*Exercise details:* Can you give the entries below again with each "Example format" swapped for "Sample layout" and nothing else changed?

## BEGIN Records shown

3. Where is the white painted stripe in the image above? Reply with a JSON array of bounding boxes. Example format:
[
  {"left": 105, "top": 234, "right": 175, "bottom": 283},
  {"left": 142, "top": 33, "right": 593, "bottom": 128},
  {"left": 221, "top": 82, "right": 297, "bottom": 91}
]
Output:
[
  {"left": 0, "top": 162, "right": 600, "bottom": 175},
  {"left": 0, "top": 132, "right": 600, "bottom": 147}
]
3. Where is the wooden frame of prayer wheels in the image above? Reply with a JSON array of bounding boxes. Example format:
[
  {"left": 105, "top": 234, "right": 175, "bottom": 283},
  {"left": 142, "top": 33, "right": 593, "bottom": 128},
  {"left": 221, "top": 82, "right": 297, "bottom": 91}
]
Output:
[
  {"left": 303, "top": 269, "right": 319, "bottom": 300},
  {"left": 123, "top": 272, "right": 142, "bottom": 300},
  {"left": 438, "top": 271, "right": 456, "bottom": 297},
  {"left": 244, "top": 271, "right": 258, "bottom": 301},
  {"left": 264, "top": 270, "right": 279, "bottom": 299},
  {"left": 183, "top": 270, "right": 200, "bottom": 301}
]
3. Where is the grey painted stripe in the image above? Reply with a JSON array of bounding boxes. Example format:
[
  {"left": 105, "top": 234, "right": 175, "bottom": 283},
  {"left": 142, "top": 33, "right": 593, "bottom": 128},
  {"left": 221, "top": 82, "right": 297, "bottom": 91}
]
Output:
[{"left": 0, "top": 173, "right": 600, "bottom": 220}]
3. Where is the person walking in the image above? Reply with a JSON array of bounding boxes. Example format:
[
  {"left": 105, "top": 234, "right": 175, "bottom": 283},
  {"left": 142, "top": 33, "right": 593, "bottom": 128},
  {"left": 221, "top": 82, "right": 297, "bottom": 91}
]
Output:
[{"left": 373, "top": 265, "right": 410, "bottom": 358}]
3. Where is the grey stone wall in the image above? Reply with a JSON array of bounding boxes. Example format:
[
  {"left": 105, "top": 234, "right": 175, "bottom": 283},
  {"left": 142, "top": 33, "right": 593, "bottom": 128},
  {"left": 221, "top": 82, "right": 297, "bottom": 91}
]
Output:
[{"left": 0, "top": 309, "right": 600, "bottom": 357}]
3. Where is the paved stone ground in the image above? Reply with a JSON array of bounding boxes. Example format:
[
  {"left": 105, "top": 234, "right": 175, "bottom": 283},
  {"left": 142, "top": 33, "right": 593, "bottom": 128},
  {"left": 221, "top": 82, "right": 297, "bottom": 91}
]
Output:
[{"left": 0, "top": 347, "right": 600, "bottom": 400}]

## END Records shown

*The output:*
3. Where is the white painted stripe in the image above? Reply with a JSON array of bounding boxes. Sample layout:
[
  {"left": 105, "top": 234, "right": 175, "bottom": 283},
  {"left": 142, "top": 33, "right": 593, "bottom": 128},
  {"left": 221, "top": 82, "right": 297, "bottom": 91}
]
Output:
[
  {"left": 0, "top": 162, "right": 600, "bottom": 175},
  {"left": 0, "top": 132, "right": 600, "bottom": 147}
]
3. Where is the wooden frame of prayer wheels in the image above? Reply with a JSON array of bounding boxes. Sample layout:
[
  {"left": 105, "top": 234, "right": 175, "bottom": 283},
  {"left": 142, "top": 33, "right": 593, "bottom": 128},
  {"left": 221, "top": 82, "right": 297, "bottom": 91}
]
Output:
[
  {"left": 303, "top": 269, "right": 319, "bottom": 300},
  {"left": 123, "top": 272, "right": 142, "bottom": 300},
  {"left": 438, "top": 271, "right": 456, "bottom": 297},
  {"left": 244, "top": 271, "right": 258, "bottom": 301},
  {"left": 264, "top": 270, "right": 279, "bottom": 299},
  {"left": 183, "top": 270, "right": 200, "bottom": 301}
]
3. Where is the grey painted stripe in the image above? Reply with a JSON array of bounding boxes. Sample layout:
[
  {"left": 105, "top": 234, "right": 175, "bottom": 283},
  {"left": 142, "top": 33, "right": 593, "bottom": 128},
  {"left": 221, "top": 82, "right": 297, "bottom": 91}
]
Output:
[{"left": 0, "top": 173, "right": 600, "bottom": 220}]
3. Where is the person walking in the image above? Reply with a JSON array of bounding boxes. Sample layout:
[
  {"left": 105, "top": 234, "right": 175, "bottom": 283},
  {"left": 142, "top": 33, "right": 593, "bottom": 128},
  {"left": 221, "top": 82, "right": 297, "bottom": 91}
]
Output:
[{"left": 373, "top": 265, "right": 410, "bottom": 358}]
3. Where is the grey stone wall in the image above? Reply with a JSON array of bounding boxes. Sample layout:
[
  {"left": 105, "top": 234, "right": 175, "bottom": 283},
  {"left": 142, "top": 33, "right": 593, "bottom": 128},
  {"left": 221, "top": 82, "right": 297, "bottom": 91}
]
Output:
[{"left": 0, "top": 309, "right": 600, "bottom": 357}]
3. Where is the paved stone ground in the image above? Reply with a JSON array of bounding boxes. Sample layout:
[
  {"left": 105, "top": 234, "right": 175, "bottom": 283},
  {"left": 142, "top": 33, "right": 593, "bottom": 128},
  {"left": 221, "top": 82, "right": 297, "bottom": 91}
]
Output:
[{"left": 0, "top": 347, "right": 600, "bottom": 400}]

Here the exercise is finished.